- **Data shown**
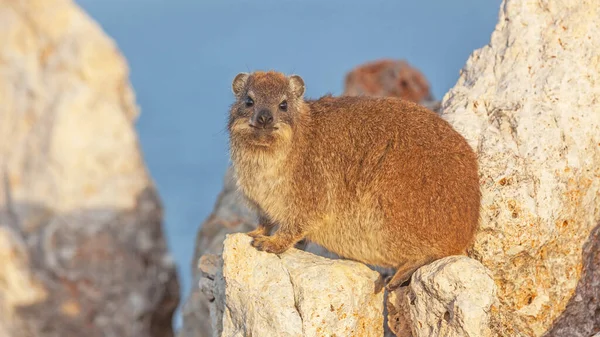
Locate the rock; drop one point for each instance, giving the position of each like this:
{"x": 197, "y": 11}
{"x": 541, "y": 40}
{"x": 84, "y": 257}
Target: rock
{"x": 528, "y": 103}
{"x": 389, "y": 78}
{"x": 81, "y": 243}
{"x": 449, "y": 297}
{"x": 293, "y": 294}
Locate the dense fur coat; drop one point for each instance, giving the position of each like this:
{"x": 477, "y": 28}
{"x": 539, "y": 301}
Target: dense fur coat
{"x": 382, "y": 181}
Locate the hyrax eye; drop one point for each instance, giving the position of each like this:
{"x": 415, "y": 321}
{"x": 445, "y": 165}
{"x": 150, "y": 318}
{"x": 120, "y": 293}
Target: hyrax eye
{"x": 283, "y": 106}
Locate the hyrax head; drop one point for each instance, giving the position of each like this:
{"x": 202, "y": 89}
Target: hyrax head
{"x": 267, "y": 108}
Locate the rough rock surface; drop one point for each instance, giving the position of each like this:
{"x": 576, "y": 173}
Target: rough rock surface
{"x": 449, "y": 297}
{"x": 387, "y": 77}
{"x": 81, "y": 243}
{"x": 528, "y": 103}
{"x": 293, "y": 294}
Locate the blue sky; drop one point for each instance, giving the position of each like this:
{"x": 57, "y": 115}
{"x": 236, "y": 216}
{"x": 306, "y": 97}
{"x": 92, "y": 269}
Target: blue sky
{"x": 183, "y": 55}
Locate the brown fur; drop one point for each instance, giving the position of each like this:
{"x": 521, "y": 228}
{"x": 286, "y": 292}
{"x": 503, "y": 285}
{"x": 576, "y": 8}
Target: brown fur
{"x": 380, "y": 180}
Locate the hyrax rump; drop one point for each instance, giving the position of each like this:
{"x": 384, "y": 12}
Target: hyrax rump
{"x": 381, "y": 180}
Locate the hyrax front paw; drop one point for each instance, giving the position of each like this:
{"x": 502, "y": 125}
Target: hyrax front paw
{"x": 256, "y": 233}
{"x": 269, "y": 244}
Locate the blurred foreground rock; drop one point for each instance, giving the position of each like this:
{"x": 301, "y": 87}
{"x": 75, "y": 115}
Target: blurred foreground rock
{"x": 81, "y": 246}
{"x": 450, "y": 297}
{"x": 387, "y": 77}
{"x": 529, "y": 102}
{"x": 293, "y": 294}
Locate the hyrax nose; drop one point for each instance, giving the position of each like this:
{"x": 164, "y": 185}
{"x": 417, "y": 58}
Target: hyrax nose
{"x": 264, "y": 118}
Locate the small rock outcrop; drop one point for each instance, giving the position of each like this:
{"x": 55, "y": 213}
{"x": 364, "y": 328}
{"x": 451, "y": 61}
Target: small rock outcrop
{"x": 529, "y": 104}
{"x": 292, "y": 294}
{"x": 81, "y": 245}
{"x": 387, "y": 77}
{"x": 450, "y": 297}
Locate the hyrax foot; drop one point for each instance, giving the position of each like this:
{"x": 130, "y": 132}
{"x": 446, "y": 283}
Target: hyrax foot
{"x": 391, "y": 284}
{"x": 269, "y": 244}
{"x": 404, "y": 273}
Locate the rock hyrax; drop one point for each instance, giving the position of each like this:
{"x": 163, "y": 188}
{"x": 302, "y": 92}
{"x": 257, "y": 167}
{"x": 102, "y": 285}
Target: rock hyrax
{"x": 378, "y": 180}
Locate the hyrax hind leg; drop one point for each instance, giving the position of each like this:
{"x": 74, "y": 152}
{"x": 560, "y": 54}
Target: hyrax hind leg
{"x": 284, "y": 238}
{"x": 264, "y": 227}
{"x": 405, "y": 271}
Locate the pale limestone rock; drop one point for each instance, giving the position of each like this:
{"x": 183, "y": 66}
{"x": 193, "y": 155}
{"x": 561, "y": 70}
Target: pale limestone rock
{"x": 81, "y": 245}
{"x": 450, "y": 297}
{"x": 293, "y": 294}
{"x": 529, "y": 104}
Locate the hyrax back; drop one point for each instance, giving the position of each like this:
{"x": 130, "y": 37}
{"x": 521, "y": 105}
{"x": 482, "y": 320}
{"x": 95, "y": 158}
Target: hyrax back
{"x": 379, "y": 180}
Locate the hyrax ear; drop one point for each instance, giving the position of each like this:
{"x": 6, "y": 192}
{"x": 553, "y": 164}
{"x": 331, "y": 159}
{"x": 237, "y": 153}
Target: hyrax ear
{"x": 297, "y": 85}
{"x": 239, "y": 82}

- **Task**
Please reproduce verbatim everything from the line containing "Locate the hyrax ear;" down to the end of the records.

- **Task solution**
Locate the hyrax ear; drop one point for each instance, giving the position of each like this:
{"x": 6, "y": 192}
{"x": 553, "y": 164}
{"x": 331, "y": 159}
{"x": 237, "y": 153}
Target: hyrax ear
{"x": 297, "y": 85}
{"x": 239, "y": 82}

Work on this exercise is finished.